Exercise brief:
Please reproduce all of the data below line for line without any changes, leaving out the pictures.

Excerpts from a dataset on object pointing:
※
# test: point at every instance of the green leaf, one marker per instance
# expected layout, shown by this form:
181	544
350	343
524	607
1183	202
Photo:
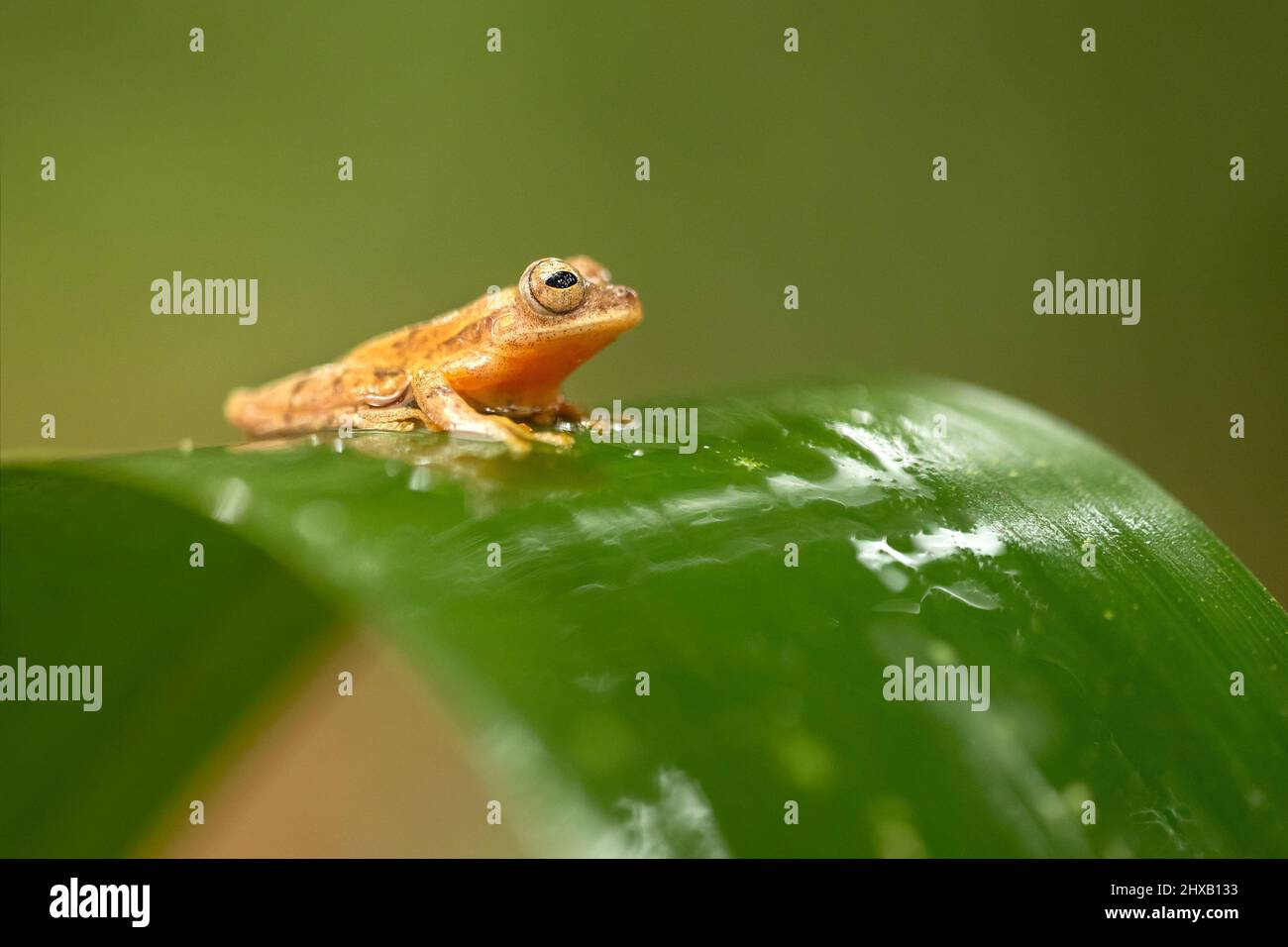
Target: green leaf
934	522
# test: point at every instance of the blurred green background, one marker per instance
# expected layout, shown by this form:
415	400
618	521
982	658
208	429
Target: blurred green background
767	169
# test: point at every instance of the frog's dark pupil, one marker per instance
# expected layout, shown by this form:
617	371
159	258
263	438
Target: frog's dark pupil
562	279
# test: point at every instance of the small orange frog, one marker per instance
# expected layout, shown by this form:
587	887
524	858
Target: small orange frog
485	369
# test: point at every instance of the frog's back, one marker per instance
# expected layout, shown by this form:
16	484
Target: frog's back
413	343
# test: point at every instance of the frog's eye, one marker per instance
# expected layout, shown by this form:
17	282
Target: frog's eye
552	286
※
Task output:
# test: point at every instance of the green leaf, one marker per instance
# expected layout, shown by this form:
181	544
350	343
524	607
1183	202
Photo:
Target: green leaf
934	522
# test: point at every instance of the blurred green background, one marker per instance
# expected layout, shown by this form:
415	400
618	521
982	658
208	429
Target: blurred green background
767	169
# test: point at every instance of the frog's dark pupil, one marker per instance
# expected layout, shown by this form:
617	371
159	258
263	438
Target: frog's dark pupil
562	279
# test: point at every instance of the small orange frog, one marker per instance
# expected layout, shown by this form:
587	887
524	858
Target: small orange frog
485	369
# test: point at every instance of the frog's back, one marker per instance
# expected layout, shown by this form:
16	484
Target: frog's back
413	343
# test: point at every instance of the frog's eye, one marker per instance
# expected layout, shown by this form:
17	282
Target: frog's eye
552	286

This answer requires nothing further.